EXERCISE = Up to and including the line with "box: [109, 211, 167, 244]", output the records exactly as they appear.

EXCERPTED RECORDS =
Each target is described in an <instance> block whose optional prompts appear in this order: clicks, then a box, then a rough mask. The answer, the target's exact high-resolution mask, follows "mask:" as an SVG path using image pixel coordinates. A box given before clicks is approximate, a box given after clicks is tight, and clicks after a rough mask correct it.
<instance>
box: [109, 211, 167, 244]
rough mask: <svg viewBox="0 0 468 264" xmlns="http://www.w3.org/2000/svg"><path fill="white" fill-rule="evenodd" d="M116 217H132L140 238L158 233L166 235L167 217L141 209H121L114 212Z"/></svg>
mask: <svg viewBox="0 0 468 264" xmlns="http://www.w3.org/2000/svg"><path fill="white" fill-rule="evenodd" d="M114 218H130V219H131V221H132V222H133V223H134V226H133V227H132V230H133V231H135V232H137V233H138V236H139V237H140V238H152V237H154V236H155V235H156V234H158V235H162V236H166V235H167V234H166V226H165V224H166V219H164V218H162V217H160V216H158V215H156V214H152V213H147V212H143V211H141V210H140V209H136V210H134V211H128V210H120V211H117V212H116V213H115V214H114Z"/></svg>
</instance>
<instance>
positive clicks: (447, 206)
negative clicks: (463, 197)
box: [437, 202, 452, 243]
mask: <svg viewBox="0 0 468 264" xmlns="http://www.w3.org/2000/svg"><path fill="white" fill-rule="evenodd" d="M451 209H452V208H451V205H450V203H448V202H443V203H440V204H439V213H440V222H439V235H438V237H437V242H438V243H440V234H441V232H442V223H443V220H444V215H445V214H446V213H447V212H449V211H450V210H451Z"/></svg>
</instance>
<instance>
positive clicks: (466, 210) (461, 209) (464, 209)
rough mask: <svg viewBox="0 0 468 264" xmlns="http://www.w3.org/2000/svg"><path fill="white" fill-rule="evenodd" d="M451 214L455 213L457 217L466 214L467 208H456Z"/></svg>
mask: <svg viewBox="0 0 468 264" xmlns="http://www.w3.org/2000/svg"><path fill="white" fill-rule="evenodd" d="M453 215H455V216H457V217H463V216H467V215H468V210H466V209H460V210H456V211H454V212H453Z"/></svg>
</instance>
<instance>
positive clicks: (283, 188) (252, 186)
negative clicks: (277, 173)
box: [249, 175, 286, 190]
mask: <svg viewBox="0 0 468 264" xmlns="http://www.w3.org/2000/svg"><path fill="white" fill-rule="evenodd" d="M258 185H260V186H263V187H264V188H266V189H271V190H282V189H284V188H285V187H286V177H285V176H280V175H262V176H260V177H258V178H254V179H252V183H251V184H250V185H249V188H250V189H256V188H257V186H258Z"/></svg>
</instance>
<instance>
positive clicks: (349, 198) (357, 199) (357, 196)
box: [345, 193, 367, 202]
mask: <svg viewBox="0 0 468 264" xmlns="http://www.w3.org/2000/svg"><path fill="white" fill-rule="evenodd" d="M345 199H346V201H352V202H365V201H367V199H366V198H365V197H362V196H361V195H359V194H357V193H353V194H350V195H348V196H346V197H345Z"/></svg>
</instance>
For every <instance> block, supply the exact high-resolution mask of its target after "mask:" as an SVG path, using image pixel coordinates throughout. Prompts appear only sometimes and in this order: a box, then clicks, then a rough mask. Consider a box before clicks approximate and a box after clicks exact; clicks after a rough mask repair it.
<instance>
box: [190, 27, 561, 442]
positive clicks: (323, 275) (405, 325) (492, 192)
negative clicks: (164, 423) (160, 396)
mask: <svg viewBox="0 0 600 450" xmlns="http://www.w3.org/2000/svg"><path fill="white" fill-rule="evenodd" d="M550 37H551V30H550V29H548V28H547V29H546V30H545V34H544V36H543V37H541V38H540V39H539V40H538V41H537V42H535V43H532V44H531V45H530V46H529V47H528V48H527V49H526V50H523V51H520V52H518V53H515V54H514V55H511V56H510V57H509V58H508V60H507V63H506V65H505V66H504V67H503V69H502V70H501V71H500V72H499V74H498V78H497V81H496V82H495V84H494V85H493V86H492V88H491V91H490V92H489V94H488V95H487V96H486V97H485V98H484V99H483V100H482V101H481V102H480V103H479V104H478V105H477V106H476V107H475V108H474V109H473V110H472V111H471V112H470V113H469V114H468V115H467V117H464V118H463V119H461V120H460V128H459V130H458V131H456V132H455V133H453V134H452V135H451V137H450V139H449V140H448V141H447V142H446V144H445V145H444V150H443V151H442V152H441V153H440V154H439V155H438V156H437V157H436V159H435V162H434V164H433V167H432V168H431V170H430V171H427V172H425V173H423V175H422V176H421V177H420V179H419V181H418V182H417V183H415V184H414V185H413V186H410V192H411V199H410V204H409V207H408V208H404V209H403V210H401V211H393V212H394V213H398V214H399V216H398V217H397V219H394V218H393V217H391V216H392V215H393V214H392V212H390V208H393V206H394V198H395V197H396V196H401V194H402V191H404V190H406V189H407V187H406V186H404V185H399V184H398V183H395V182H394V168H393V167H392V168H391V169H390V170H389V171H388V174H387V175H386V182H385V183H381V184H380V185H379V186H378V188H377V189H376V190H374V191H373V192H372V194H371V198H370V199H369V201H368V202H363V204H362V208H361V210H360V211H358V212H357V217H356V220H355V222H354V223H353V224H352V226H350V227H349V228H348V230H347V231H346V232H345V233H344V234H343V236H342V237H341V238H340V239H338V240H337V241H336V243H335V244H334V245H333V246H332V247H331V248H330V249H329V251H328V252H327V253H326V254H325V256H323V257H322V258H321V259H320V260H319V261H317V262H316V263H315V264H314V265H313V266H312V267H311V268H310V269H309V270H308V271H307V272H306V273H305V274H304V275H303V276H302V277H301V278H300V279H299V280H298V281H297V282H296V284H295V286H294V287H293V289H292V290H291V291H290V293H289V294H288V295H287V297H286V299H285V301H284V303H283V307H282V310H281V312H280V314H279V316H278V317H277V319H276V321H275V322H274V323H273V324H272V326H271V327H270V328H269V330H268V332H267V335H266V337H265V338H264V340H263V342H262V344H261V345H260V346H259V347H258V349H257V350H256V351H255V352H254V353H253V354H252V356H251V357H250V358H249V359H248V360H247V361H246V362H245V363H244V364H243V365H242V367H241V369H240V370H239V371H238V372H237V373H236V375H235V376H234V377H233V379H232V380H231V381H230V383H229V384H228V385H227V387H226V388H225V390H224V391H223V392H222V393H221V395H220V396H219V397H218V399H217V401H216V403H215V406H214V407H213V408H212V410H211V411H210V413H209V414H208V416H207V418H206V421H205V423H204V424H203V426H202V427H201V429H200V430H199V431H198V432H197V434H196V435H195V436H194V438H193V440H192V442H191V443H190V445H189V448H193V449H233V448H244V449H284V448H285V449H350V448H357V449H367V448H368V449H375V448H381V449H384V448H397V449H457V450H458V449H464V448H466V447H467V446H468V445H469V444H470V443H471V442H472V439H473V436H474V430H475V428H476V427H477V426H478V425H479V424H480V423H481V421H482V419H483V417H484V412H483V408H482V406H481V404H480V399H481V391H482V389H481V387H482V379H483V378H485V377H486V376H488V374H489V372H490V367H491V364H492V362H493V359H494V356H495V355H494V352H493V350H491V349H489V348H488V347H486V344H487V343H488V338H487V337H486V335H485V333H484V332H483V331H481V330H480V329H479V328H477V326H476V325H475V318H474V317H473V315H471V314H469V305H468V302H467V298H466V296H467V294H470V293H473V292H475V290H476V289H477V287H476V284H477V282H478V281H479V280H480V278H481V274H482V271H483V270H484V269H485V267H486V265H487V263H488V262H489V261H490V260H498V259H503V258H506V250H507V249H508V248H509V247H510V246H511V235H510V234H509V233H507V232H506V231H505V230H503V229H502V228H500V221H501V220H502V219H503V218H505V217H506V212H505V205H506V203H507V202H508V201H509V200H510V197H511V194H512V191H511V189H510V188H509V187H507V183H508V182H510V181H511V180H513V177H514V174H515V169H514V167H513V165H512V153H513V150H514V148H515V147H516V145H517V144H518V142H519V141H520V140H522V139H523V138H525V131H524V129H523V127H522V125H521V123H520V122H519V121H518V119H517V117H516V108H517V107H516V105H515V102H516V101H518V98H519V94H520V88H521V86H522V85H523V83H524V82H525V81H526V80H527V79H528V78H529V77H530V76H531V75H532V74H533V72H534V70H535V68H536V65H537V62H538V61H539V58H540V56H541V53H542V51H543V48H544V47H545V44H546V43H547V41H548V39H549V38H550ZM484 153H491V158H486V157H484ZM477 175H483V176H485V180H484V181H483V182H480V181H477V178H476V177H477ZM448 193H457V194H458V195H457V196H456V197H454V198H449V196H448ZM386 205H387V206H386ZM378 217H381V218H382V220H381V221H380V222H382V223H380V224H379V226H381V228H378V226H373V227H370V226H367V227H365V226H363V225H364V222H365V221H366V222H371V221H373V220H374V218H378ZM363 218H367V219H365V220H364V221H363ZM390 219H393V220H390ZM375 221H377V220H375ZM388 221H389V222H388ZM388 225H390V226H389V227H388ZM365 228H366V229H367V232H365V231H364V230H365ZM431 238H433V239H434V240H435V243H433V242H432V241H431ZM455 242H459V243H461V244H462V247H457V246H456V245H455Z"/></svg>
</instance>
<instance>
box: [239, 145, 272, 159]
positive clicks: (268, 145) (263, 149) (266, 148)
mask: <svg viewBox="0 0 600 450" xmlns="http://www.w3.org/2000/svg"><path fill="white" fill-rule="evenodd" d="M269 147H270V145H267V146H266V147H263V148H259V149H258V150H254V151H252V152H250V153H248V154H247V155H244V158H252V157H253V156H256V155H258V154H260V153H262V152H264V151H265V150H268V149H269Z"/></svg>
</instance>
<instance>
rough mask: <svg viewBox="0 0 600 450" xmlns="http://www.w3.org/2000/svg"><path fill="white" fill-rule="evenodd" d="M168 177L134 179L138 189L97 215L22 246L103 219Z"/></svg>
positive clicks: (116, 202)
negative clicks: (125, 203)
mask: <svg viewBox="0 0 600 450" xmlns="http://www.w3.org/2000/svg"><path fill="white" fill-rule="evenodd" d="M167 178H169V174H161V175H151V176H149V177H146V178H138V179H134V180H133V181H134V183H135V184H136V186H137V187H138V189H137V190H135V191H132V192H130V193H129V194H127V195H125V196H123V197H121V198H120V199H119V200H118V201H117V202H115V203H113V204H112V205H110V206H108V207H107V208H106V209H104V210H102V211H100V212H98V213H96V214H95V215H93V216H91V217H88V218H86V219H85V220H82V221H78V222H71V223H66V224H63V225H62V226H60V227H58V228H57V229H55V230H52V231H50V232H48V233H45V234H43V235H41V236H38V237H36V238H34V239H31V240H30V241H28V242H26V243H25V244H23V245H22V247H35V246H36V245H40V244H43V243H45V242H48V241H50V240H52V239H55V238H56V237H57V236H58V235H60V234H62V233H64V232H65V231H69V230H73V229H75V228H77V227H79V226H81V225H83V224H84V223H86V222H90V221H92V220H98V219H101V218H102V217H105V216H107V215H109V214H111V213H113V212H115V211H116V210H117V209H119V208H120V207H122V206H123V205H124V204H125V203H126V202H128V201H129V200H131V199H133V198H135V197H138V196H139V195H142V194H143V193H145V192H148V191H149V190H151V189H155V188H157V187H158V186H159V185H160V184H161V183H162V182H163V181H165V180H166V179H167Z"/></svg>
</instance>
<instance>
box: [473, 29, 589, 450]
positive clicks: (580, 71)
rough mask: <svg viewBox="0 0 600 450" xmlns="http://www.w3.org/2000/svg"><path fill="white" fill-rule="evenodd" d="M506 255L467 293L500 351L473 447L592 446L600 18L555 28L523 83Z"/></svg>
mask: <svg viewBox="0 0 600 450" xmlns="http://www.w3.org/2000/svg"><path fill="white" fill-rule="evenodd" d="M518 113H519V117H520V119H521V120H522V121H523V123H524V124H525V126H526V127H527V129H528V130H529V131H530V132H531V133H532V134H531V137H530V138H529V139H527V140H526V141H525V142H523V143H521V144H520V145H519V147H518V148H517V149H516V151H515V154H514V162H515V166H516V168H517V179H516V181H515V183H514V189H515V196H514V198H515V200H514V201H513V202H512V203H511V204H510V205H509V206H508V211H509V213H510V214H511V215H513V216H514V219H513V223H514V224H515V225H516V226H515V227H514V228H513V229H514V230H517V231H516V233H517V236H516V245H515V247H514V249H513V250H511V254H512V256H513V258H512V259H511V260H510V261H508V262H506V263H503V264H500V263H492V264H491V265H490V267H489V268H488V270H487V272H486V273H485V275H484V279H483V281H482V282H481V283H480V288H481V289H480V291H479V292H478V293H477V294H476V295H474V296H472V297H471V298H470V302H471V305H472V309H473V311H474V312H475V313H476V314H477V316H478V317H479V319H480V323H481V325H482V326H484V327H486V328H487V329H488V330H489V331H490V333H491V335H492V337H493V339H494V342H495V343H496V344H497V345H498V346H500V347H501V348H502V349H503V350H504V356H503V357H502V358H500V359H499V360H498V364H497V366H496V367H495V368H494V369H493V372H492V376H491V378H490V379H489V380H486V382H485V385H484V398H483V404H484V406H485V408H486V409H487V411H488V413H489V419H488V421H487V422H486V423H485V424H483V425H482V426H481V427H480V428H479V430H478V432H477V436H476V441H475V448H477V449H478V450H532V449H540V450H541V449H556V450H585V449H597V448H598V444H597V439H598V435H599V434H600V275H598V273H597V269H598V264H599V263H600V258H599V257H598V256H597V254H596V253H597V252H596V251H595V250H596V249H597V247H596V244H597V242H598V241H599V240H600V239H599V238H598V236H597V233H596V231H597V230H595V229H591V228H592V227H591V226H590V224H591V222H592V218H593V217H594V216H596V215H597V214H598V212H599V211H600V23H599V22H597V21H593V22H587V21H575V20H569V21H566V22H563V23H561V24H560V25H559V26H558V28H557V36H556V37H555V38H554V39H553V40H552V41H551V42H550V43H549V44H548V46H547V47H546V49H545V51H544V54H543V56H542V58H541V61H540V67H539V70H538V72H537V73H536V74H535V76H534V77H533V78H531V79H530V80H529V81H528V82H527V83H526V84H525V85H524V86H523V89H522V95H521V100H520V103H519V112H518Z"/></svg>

PROBLEM SOLUTION =
Each target is described in an <instance> block whose optional prompts appear in this order: clicks, then a box, then a rough mask. The answer, the target's exact high-resolution mask, follows "mask:" as an SVG path using image pixel coordinates. A box given before clicks is approximate, a box given after clicks is tight, and clicks after a rough mask correct it.
<instance>
box: [109, 211, 167, 244]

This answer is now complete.